*Exercise brief*. Please count the lines in the items below that contain the string "colon" and give only that number.

### Task data ###

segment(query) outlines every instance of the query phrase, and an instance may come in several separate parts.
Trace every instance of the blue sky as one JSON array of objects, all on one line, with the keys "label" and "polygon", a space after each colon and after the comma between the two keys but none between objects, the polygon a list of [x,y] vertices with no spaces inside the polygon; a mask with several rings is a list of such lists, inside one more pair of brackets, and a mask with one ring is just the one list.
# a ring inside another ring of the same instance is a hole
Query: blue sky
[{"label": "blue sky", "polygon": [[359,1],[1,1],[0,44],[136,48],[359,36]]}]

###
### Task data ###

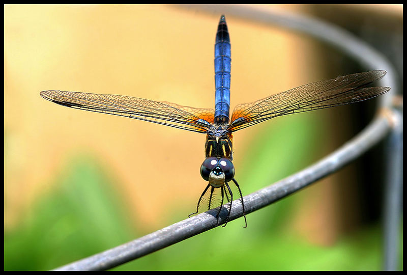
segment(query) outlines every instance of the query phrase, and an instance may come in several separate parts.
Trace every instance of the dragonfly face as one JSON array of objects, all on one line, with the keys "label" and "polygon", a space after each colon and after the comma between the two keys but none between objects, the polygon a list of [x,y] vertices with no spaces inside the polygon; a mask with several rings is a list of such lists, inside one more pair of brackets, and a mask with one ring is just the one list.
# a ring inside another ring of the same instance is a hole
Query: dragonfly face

###
### Task data ###

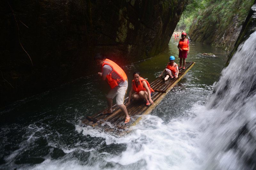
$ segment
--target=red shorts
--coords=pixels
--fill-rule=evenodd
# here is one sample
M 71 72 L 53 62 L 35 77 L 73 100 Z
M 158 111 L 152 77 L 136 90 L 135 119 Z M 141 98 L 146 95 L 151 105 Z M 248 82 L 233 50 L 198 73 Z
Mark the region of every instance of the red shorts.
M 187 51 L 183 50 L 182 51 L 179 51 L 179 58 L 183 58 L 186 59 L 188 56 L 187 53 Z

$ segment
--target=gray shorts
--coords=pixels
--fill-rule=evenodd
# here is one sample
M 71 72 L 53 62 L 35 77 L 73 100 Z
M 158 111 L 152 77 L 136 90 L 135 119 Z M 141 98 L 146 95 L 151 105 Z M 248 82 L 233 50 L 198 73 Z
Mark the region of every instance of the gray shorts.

###

*Finished task*. 2